Work instruction:
Search the listing below for the word "surface" and copy each line that holds it.

Data for review:
|---|

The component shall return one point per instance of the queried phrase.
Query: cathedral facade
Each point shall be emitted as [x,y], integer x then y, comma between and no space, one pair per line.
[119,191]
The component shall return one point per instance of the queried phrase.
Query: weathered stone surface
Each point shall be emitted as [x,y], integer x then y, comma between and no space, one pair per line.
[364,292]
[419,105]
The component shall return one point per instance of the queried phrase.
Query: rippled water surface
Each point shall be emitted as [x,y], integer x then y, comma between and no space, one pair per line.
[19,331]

|---|

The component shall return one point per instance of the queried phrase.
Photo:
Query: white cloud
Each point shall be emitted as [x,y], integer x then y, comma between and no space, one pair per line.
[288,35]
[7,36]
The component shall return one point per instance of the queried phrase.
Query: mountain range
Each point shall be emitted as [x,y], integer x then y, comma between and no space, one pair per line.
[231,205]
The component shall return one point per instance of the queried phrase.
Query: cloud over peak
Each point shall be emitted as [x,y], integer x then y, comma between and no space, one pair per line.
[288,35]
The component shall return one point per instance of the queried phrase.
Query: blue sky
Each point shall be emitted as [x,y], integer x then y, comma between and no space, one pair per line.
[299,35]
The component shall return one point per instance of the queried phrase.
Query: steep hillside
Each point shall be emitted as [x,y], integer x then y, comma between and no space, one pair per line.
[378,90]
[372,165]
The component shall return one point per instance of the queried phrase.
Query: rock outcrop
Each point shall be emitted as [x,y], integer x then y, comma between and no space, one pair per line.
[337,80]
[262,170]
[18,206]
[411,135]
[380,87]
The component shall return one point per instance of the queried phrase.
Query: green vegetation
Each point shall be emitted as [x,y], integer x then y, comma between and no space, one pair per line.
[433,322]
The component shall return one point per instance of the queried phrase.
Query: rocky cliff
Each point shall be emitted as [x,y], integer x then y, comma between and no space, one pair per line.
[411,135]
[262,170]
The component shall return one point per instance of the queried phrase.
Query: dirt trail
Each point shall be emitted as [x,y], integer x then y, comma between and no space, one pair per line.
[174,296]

|---|

Solution for this exercise:
Query: weathered stone surface
Query: rippled water surface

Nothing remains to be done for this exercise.